Una gabbia che imprigiona i fattori protettivi e li difende dagli attacchi di altre sostanze. Appare così la struttura del cosiddetto colesterolo buono, identificata per la prima volta, grazie a sofisticate tecniche di spettroscopia, da un gruppo di ricerca del dipartimento di patologia e medicina di laboratorio presso l’Università di Cincinnati. Una scoperta che potrebbe avere importanti risvolti nella cura di malattie cardiovascolari, come attacchi di cuore e infarti, come scrivono gli stessi ricercatori in uno studio apparso sulla versione online di Nature Structural & Molecular Biology.
Spesso si sente parlare di colesterolo “buono” e colesterolo “cattivo”. Che cosa distingue queste due varianti? Il colesterolo è un insieme di proteine presenti nel nostro corpo, caratterizzate da diverse strutture che, pur facendo parte della stessa famiglia, determinano effetti opposti sulla salute umana. Il colesterolo “cattivo”, in termini scientifici definito LDL (Low-Density Lipoproteins), è responsabile di severe malattie cardiovascolari. Il colesterolo “buono”, o HDL (High-Density Lipoproteins), presenta proprietà anti-infiammatorie e anti-ossidative.
★ ★ ★ ★ ★ ★ ★
[Consegne dell'esercizio]:
• A. Secondo il testo sul colesterolo buono, in quale università lavora il gruppo di ricerca che ne ha identificato la struttura?
• B. Aggiorna il testo sul colesterolo buono: riscrivi il passo che si apre con le parole contenenti "Una gabbia che" e si chiude con "Structural & Molecular Biology.", sostituendo "sofisticate" con "avanzate".

[Dati disponibili]:
★ ★ ★ ★ ★ ★ ★
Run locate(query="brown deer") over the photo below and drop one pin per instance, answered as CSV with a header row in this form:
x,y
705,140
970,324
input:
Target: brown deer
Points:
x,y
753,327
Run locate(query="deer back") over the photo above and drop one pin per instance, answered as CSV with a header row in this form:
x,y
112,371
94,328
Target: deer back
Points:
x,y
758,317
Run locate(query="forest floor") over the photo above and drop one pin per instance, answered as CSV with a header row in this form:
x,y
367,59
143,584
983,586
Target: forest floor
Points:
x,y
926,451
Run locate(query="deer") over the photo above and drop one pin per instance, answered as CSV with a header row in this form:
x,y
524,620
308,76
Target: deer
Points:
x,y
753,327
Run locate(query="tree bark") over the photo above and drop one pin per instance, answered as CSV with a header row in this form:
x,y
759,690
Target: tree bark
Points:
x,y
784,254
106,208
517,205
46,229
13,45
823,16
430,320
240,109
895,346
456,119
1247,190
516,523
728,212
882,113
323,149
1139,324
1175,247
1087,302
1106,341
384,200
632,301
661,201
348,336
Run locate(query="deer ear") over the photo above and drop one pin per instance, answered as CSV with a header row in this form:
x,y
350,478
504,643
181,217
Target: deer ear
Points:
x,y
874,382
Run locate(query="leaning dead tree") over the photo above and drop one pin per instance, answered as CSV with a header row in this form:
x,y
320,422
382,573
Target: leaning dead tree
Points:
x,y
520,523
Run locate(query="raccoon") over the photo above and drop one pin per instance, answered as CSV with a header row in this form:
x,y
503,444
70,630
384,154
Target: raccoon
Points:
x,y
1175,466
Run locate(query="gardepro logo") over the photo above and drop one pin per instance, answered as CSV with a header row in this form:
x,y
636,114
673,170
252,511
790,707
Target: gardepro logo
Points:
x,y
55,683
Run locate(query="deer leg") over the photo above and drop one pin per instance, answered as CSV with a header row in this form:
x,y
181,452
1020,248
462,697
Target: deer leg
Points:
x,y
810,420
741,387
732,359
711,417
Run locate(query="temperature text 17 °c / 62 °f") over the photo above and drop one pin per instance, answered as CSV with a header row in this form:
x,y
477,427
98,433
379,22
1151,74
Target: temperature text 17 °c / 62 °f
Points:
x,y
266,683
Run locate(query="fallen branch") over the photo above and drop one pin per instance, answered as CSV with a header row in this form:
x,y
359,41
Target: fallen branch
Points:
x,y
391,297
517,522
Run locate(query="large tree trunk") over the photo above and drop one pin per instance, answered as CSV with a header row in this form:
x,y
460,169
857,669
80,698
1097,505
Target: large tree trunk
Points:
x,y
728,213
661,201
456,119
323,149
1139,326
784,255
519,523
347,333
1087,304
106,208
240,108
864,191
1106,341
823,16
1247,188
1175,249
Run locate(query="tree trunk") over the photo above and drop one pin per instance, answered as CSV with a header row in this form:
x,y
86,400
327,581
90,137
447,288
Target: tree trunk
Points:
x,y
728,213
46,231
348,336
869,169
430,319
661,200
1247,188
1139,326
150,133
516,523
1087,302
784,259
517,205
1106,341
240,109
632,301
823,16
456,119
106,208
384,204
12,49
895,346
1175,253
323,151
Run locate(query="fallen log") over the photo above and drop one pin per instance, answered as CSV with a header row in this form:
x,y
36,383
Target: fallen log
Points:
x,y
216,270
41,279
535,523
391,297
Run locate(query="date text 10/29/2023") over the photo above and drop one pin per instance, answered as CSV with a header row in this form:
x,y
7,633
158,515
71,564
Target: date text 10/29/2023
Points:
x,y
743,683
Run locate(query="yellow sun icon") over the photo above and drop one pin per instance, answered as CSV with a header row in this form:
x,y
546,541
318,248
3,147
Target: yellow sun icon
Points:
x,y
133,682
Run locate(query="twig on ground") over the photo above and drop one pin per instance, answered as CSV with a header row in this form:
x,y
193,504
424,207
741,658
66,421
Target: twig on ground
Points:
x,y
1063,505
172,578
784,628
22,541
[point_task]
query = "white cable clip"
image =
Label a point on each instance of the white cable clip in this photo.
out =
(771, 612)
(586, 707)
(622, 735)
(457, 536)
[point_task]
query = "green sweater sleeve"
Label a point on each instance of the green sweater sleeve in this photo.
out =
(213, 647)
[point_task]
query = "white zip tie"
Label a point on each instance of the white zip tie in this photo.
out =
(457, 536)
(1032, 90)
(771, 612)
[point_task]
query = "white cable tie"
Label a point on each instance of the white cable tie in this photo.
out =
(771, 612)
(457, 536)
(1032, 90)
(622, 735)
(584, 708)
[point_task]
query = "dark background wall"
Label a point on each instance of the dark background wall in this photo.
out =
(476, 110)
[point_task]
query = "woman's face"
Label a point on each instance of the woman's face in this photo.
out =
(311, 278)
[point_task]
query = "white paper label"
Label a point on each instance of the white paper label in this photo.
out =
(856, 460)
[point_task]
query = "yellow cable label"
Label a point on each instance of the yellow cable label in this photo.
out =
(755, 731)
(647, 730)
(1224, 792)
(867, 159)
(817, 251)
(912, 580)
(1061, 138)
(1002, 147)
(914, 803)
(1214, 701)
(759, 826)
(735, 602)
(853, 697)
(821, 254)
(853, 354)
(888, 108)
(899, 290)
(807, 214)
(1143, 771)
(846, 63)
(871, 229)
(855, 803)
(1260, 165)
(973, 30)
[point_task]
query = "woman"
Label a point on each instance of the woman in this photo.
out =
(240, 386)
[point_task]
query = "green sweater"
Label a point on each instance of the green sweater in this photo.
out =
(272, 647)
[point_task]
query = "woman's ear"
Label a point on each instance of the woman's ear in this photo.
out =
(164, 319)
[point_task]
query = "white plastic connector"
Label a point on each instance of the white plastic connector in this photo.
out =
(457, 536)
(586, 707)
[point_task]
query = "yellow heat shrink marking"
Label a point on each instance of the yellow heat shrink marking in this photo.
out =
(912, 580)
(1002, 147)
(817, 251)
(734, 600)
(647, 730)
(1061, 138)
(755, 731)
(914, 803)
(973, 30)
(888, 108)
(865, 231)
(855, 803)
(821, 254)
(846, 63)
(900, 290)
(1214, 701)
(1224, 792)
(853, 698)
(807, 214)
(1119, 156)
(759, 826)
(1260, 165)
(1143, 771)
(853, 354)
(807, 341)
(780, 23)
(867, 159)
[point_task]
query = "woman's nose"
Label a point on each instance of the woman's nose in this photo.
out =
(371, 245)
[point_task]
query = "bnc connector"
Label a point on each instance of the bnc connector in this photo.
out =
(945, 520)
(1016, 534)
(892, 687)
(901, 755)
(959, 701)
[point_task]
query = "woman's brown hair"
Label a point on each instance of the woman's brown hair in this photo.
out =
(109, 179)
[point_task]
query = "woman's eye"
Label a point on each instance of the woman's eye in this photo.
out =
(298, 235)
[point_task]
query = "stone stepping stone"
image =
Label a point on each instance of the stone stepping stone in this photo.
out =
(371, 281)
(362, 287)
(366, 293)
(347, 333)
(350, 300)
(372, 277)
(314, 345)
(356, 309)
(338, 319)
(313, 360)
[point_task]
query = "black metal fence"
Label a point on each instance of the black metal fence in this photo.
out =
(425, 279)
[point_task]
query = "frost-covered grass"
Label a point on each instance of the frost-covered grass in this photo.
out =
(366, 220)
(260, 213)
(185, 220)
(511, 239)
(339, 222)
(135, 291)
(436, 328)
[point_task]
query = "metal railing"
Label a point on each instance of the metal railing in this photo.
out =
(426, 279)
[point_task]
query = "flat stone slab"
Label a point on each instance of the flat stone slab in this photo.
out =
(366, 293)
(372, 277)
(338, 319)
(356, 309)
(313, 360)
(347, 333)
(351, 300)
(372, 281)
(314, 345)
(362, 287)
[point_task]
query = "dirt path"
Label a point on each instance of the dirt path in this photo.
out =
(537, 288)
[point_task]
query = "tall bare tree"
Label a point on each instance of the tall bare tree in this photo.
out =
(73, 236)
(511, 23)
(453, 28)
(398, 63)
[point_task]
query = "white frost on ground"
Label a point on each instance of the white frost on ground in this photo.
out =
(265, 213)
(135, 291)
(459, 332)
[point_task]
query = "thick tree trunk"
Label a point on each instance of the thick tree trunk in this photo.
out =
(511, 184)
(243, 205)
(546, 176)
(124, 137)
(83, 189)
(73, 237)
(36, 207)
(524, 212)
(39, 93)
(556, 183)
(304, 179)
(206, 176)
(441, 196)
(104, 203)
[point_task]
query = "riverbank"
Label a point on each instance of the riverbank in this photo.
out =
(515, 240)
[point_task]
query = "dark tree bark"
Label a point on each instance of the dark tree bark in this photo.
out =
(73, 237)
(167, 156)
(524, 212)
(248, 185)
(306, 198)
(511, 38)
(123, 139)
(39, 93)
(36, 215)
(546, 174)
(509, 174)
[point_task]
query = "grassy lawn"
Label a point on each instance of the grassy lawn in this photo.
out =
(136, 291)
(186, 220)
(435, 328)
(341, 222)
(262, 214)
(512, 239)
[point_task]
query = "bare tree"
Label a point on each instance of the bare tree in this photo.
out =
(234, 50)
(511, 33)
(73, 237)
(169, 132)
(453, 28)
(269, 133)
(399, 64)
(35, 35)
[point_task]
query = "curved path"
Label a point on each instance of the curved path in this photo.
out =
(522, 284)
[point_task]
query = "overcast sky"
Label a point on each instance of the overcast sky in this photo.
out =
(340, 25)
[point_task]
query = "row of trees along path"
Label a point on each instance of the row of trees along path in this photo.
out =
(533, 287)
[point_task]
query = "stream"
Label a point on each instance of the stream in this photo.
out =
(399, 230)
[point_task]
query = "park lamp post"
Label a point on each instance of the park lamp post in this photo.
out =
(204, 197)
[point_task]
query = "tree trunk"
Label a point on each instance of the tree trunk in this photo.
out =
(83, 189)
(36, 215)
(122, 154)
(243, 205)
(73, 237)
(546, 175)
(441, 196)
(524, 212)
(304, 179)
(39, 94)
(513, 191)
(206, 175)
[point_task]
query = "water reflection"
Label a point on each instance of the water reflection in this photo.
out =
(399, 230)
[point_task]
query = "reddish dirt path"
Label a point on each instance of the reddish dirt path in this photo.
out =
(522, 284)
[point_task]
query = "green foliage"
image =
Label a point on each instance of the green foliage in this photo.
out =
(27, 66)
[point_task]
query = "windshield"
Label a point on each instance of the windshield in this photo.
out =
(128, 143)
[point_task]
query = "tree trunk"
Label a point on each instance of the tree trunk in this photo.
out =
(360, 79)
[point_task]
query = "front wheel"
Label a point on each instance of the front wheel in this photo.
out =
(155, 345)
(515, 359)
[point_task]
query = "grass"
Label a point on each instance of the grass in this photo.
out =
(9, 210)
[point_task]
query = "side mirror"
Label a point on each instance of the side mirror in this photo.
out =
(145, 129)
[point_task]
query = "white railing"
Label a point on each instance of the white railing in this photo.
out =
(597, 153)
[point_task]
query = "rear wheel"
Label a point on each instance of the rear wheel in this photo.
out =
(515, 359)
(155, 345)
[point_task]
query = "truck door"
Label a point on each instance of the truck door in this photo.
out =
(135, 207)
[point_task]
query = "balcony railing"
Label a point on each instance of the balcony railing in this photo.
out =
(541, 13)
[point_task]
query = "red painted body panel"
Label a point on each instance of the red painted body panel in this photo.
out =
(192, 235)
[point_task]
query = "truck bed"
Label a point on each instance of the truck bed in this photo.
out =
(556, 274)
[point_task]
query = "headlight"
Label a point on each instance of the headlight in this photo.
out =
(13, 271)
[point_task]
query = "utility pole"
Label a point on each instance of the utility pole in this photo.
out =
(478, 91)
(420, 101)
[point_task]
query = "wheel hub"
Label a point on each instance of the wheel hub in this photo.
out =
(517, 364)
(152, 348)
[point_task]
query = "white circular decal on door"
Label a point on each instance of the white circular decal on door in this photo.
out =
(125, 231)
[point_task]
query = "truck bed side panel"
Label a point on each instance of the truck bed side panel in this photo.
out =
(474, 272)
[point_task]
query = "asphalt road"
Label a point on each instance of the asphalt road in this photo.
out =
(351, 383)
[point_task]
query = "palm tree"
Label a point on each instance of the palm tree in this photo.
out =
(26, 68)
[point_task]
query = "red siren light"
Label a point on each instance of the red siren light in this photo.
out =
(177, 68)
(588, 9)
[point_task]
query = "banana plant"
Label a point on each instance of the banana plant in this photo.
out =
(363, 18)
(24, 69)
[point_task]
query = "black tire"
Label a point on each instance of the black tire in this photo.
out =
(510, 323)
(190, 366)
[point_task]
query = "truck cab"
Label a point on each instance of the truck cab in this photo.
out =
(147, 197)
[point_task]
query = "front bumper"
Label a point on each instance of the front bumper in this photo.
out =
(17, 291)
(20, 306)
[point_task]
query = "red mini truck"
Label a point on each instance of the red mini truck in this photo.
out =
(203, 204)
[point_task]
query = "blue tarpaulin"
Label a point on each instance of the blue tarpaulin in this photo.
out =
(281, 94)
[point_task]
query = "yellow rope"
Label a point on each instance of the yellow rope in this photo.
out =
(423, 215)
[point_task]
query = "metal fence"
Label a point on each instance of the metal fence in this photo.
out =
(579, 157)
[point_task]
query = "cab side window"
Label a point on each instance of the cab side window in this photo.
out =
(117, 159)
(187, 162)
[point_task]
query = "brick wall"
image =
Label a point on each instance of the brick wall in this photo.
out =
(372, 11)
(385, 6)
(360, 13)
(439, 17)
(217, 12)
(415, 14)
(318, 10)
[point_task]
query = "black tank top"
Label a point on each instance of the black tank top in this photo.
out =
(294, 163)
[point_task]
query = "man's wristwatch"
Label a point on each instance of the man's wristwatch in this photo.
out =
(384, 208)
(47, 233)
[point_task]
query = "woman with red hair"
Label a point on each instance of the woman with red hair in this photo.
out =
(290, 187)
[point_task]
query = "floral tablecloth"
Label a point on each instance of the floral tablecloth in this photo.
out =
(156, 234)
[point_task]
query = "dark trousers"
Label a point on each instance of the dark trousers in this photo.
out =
★ ★ ★ ★ ★ ★ ★
[Soluzioni dell'esercizio]:
• A. All'Università di Cincinnati.

• B.
Una gabbia che imprigiona i fattori protettivi e li difende dagli attacchi di altre sostanze. Appare così la struttura del cosiddetto colesterolo buono, identificata per la prima volta, grazie a avanzate tecniche di spettroscopia, da un gruppo di ricerca del dipartimento di patologia e medicina di laboratorio presso l’Università di Cincinnati. Una scoperta che potrebbe avere importanti risvolti nella cura di malattie cardiovascolari, come attacchi di cuore e infarti, come scrivono gli stessi ricercatori in uno studio apparso sulla versione online di Nature Structural & Molecular Biology.